Activity list ->
[1] Decide whether each statement agrees with the stm32f4xx-hal I²C write-up. Answer yes or no and quote the words of the write-up that decide it.
(a) The logic analyzer showed 7 bytes per read transaction while a 6-byte DMA read was running.
(b) The library failed to set the LAST bit in the I²C CR1 register.
(c) When the master read more bytes than it should, the peripheral sent ones.
[2] Go on with the stm32f4xx-hal I²C write-up, starting after its last sentence.

Exercise text ->

########

Fix Rust Library stm32f4xx-hal Causing I²C to Hang When Using DMA

I am using the Rust programming language to program my STM32F405 MCU to perform a DMA read operation from an I²C peripheral. I am using the hardware abstraction layer (HAL) library called stm32f4xx-hal. However, I encountered a problem that the DMA read operation from the I²C peripheral became stuck after a short duration. Specifically, even after handling the DMA transfer completion interrupt, the I²C bus remained busy.

To gather more information, I examined the I²C pins using a logic analyzer. Interestingly, althrough I was reading 6 bytes from the peripheral using DMA, I could always see 7 bytes per read transaction on the wire, as shown below. To recap, when performing a master mode read from a I²C peripheral, one has to first write to it to indicate the register number to read, and the read is terminated by the master sending a NACK after receiving the last byte followed by a stop condition.

After the I²C was stuck, the last read transaction on the bus was even more confusing: there were 8 bytes althrough I was still performing a 6-byte read, and the last byte was not NACK-ed, as shown below.

It turned out that the culprit was the stm32f4xx-hal library forgetting to set the LAST bit in the I²C CR2 register. Specifically, during the DMA transfer of the second to last byte from the I²C DR into memory, the DMA will signal the I²C master. However, after receiving the signal, the I²C will only respond to the final byte with a NACK if the LAST bit was set.

If the LAST bit is not set, the 6th byte will receive an ACK response, causing the peripheral to assume that it should continue to transmit an additional byte. In my particular situation, the peripheral always transmitted zeroes whenever the master attempted to read more bytes than it should. If the DMA transmission complete interrupt was handled timely, the ACK bit within the I²C CR1 would be cleared within the interrupt handler while the 7th byte was being transmitted on the pin, fotunately causing the master to respond with a NACK.

On the other hand, if the DMA transmission complete interrupt was not promtly handled, perhaps because of handling other interrupts, the I²C master would continue to receive the 7th and 8th byte and respond with ACK. However, at this stage, the DMA had finished reading 6 bytes as we programmed it, the 7th and 8th byte would have no one to move them out from the I²C master.

########

Data to examine ->

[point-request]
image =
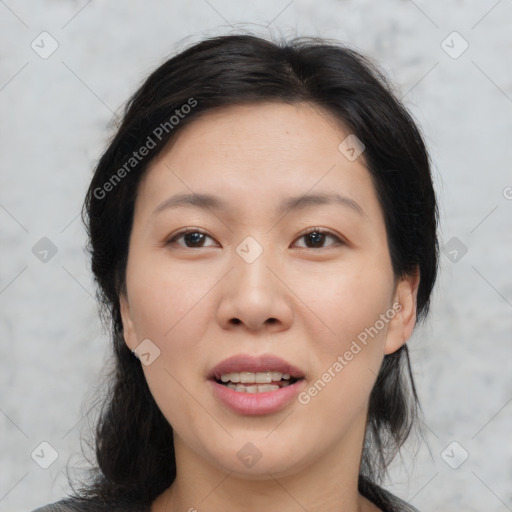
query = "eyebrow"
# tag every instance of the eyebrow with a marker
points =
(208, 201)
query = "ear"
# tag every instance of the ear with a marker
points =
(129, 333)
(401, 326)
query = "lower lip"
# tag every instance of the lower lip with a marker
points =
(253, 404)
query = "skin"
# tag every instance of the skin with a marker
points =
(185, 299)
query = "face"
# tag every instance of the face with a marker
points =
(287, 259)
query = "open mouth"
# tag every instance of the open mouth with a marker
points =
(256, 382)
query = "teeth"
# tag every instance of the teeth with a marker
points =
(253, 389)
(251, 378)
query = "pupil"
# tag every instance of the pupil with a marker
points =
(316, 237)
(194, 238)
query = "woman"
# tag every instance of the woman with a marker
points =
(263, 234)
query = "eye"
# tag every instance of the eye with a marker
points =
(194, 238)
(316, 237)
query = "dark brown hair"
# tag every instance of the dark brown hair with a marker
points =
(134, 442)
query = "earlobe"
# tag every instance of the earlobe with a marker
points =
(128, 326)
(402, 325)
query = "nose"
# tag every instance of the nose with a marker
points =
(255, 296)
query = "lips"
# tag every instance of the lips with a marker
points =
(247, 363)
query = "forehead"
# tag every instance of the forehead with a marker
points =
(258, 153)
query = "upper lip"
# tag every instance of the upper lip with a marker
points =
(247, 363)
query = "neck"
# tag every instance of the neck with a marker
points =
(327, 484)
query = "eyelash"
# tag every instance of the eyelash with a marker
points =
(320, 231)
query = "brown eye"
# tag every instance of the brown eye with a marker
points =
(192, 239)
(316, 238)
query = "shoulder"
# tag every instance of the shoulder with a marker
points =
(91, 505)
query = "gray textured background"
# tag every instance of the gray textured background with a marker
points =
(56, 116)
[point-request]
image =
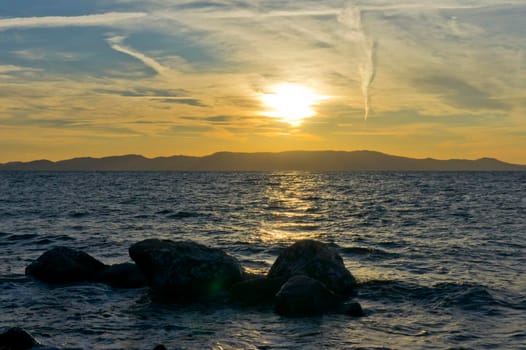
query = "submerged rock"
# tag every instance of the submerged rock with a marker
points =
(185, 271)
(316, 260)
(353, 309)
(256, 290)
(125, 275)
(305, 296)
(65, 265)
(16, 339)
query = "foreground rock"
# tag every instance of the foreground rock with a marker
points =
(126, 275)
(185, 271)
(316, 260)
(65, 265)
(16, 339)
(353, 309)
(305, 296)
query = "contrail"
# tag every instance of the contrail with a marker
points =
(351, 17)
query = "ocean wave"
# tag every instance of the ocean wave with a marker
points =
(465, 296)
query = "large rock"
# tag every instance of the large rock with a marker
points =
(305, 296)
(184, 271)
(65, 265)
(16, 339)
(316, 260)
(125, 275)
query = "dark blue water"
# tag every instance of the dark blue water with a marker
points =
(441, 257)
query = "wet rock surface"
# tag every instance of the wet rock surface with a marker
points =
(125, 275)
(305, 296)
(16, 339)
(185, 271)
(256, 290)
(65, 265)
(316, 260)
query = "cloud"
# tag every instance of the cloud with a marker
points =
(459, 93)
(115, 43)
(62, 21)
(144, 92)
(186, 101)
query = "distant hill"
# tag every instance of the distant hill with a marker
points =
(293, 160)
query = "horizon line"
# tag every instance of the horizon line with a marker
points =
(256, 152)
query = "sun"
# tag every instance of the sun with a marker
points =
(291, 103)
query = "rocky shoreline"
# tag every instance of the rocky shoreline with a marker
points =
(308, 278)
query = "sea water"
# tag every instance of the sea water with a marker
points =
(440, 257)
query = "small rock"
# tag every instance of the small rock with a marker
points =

########

Written answers ->
[1]
(a) Yes: "I could always see 7 bytes per read transaction on the wire"
(b) No: "forgetting to set the LAST bit in the I²C CR2 register"
(c) No: "the peripheral always transmitted zeroes whenever the master attempted to read more bytes than it should"

[2]
Based on the block diagram of the I²C master specified in the reference manual, a shift-in register accepts one bit at a time from the SDA line, as illustrated below. Once a complete byte is obtained, it will be transferred into the DR register, but only if the previous byte stored within the DR register has already been read out. At the point in time being discussed, the 7th byte was retained in the DR register, whereas the 8th byte resided in the shift-in register.

Since the master still responded the 8th byte with an ACK, so the peripheral would continue to hold the SDA line and proceed to send one more byte. However, the I²C master’s registers were already full and unable to receive more data. Consequently, the master forced the SCL line to remain low to prevent the peripheral from transmitting additional data. Even when now the DMA interrupt is handled, the I²C master could not generate a stop condition because the peripheral is holding the SDA line low and the SCL line must also be kept low. This explains why we were not able to see a stop condition before the I²C got stuck.

In the end, the solution was surprisingly straightforward: set the LAST bit in the I²C CR2 register before initiating the read. Nevertheless, locating the source of the issue proved to be exceptionally challenging. As we attempted to simplify our codebase in order to narrow down the problem, the DMA interrupt was more likely to be promptly handled, thereby masking the underlying issue. Thus, it was quite fortunate for us to be able to diagnose the problem and fix it.